[Location identification items]

*-*-*

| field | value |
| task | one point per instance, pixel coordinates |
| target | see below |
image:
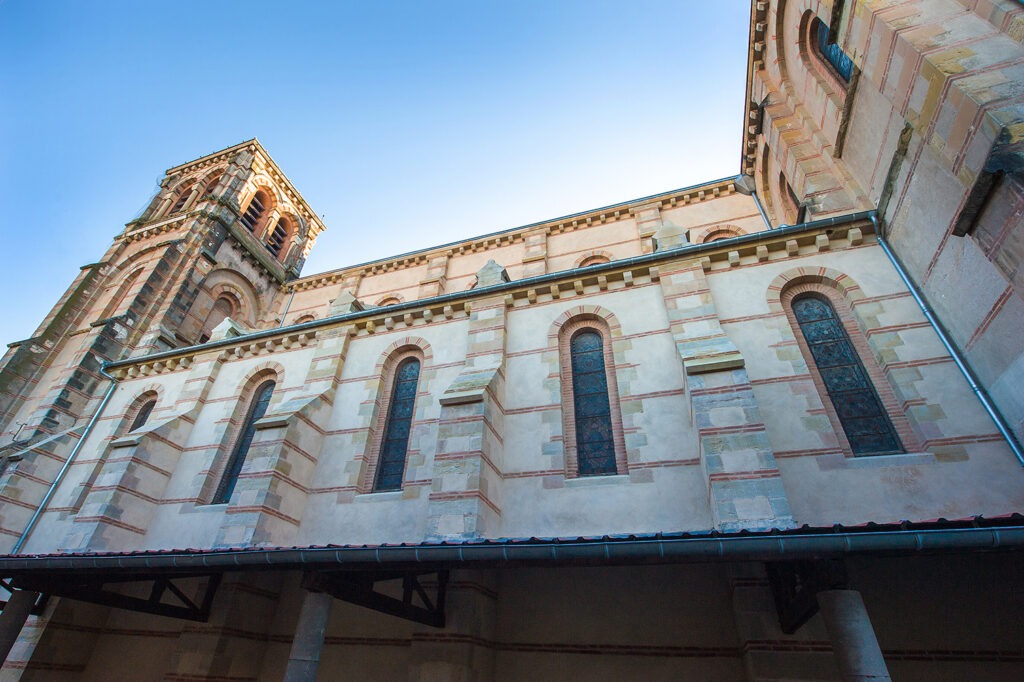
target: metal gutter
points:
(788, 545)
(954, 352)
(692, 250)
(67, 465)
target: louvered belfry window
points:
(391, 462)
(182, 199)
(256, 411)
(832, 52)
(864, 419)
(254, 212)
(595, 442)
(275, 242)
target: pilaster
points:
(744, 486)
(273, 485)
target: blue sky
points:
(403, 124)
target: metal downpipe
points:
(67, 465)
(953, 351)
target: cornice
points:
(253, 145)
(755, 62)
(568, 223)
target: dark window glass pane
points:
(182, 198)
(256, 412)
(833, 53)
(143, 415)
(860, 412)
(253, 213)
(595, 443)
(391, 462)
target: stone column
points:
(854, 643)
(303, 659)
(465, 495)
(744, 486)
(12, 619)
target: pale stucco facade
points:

*-*-*

Exercise instructions:
Please copy out the stretch of the entries above from the line containing "target: stone column" through the end of the entries, including both of those lines.

Response to this exercise:
target: stone column
points:
(854, 643)
(303, 659)
(465, 495)
(744, 486)
(12, 619)
target: pale stucco facade
points:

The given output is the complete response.